## GIVEN INSTRUCTION:
Please gather every line of the records below that contains the word "face" and copy each one unchanged.

## SUPPLIED MATERIAL:
--

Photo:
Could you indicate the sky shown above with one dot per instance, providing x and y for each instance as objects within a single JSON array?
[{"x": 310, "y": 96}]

--

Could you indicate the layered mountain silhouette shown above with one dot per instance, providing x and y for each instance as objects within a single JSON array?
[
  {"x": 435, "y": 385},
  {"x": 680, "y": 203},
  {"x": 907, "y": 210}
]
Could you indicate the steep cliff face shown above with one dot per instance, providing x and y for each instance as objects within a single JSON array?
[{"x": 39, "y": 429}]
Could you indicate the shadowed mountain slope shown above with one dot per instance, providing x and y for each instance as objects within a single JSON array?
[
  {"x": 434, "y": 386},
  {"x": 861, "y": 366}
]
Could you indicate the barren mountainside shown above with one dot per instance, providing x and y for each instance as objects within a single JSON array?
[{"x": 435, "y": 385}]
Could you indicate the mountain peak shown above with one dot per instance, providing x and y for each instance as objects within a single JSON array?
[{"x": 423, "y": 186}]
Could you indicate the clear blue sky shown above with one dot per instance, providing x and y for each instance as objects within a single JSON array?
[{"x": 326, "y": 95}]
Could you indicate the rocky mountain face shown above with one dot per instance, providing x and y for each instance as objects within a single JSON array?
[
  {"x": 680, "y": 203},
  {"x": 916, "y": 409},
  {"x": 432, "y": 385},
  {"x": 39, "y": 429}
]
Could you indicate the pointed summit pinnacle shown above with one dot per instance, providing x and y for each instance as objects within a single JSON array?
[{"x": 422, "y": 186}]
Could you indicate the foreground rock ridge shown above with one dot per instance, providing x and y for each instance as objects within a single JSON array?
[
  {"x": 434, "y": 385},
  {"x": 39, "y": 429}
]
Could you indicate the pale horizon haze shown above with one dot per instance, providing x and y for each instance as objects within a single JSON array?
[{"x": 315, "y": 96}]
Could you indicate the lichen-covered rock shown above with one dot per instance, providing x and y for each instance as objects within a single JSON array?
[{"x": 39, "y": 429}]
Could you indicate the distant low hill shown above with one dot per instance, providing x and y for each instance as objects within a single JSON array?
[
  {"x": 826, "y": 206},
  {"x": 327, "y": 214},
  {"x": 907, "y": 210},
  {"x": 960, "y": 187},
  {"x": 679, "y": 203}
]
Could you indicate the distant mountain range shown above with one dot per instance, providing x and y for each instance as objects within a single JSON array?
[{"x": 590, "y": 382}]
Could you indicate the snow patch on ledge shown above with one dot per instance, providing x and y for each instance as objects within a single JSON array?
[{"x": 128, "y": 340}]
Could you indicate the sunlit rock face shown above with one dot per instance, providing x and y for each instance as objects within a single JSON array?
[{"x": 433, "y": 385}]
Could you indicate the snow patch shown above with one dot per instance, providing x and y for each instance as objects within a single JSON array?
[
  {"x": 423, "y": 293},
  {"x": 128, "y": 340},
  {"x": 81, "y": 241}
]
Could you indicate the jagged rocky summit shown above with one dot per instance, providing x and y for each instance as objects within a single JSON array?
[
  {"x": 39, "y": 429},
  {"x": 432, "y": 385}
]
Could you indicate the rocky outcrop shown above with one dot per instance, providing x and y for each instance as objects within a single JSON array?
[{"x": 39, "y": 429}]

--

## ANSWER TO THIS EXERCISE:
Could you indicate the steep cliff face shown above with one dot per instance, providing x and y for each instance as objects within a single JSON array?
Could you indicate the rocky mountain face shown above with one dot per instance, providing x and y for each instance as objects within a single JSON array?
Could you indicate the sunlit rock face shown above with one dot per instance, providing x and y for each instance as objects within a single JSON array?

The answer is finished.